#### Data rows
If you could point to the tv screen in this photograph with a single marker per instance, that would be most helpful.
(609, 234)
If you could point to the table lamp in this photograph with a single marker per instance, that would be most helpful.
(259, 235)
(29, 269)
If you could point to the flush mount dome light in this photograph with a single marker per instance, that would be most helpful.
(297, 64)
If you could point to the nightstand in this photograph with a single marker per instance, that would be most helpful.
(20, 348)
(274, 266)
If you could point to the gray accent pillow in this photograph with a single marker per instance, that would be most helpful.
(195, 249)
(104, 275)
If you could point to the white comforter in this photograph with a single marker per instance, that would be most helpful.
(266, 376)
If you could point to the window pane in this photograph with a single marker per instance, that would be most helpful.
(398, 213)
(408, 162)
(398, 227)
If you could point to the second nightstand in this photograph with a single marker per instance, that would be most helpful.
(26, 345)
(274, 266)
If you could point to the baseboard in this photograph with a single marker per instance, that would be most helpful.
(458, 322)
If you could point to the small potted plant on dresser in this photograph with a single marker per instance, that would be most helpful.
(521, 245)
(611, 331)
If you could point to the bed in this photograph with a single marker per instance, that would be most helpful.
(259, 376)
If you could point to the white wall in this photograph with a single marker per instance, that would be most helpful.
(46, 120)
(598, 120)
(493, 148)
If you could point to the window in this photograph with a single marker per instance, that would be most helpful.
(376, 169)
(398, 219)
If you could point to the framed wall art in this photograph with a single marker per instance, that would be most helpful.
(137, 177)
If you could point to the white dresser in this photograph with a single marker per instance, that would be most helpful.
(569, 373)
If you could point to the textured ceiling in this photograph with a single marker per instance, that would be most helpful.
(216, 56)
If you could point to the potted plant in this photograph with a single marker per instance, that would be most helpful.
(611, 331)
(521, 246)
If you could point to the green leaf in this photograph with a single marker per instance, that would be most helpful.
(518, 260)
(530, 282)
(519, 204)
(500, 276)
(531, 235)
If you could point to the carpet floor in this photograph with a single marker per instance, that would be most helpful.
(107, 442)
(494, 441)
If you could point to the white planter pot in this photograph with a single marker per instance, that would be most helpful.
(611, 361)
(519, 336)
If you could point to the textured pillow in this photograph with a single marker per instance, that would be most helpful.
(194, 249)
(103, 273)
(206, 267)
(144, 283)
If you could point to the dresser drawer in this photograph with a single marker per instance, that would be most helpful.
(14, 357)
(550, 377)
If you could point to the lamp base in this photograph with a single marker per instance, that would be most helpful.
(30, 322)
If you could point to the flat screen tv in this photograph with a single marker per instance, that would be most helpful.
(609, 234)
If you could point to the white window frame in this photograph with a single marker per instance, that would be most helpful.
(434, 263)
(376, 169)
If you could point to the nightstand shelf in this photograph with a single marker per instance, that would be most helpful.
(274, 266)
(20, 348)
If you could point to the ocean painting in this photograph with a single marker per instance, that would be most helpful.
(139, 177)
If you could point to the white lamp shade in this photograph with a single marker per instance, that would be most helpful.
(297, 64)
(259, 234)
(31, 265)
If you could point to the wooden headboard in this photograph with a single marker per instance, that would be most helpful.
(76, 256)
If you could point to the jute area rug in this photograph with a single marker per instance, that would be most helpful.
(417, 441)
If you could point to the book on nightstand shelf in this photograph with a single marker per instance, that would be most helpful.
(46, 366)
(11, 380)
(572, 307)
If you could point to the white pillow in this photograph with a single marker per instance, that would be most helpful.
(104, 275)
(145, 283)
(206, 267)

#### Objective
Output all records verbatim.

#### Task solution
If you could point to the tv screen in this photograph with a single marker per instance, that would be most helpful.
(609, 234)
If you could point to the table lamp in this photograph with a single marker per instance, that would be most helpful.
(259, 235)
(29, 269)
If you could point to the flush mount dome light in this photograph with a single marker per instance, that would be most helpful.
(297, 64)
If you could point to the nightstand in this photograph with a single marker per instance, that would be most helpful.
(20, 348)
(274, 266)
If you could point to the gray accent pillow in this photograph with a single marker per instance, that would be most helpful.
(195, 249)
(104, 275)
If you could point to the white comforter in this photograph with a single marker per instance, that would be most helpful.
(266, 376)
If you could point to the window pane in this photograph with a single marker per instance, that would be most helpful.
(398, 213)
(408, 162)
(398, 227)
If you could point to the second nightstand in this photograph with a single marker per instance, that would be most helpful.
(26, 345)
(274, 266)
If you could point to the baseboard in this photograph with a single marker per instance, that would be most helpful.
(458, 322)
If you could point to the small potted plant on dresser in this photograph with a single marker per instance, that would be most helpful.
(521, 245)
(611, 331)
If you could point to the bed in this photograph with a single marker per instance, that would be most helpful.
(259, 376)
If you could point to the white wall in this photograph with a single marker per instance, that would be most helpful.
(46, 120)
(598, 120)
(493, 148)
If you could point to the window in this photograph with a single marker per instance, that would be most helpful.
(376, 169)
(398, 219)
If you could point to the framed wall art in this photograph with a single marker per instance, that would be most helpful.
(137, 177)
If you could point to the white dresser in this photograph with a single marker per instance, that would be most helpful.
(569, 373)
If you could point to the textured ceiling in this photograph with a single marker per instance, that would be most helpful.
(216, 56)
If you could point to the potted plant in this photograph with a single marker per instance, that would be most helpful.
(611, 331)
(521, 246)
If you could point to the green leaf in this photograph with a single marker per instance, that would be most helpful.
(518, 260)
(530, 282)
(519, 204)
(500, 276)
(531, 235)
If you could point to the carpet floor in this photograph with a single marker per instance, that would be most helpful.
(107, 442)
(494, 441)
If you could point to the white planter pot in this photograph with a single marker per instance, that would be most helpful.
(611, 361)
(519, 336)
If you could point to the textured pillow in this photograph with a single marker per instance, that would be most helpful.
(194, 249)
(103, 273)
(206, 267)
(144, 283)
If you could point to the dresser drawer in this photograph with a single marker per instance, that would be most helpful.
(14, 357)
(550, 377)
If you could point to the lamp base in this photograph with a single marker per instance, that would be most helpful.
(30, 322)
If you could point to the flat screen tv in this photograph with a single marker per instance, that would be most helpful.
(609, 234)
If you could point to the white window frame in this photograph with a single marker per instance, that would be most helpful.
(434, 263)
(376, 169)
If you could point to the nightstand shelf in this photograph with a single marker per instance, that would be most helpful.
(274, 266)
(20, 348)
If you could point to the ocean painting in this photograph with a single marker per instance, that would be most helpful.
(139, 177)
If you could point to the white lamp shade in this photograph with a single marker per instance, that would be most helpful.
(297, 64)
(259, 234)
(31, 265)
If you could point to the wooden headboard in this photograph with a single marker per instance, that would be most helpful.
(76, 256)
If you could point to the jute area rug in this photograph with a single marker per instance, that would be most helpful.
(417, 441)
If you could point to the book on nightstand shelf in this photograph with a single marker per instance, that would be most helpful.
(46, 366)
(11, 380)
(572, 307)
If you could point to the white pillow in this photograph with a single marker per instance, that would be most helpful.
(104, 275)
(145, 283)
(206, 267)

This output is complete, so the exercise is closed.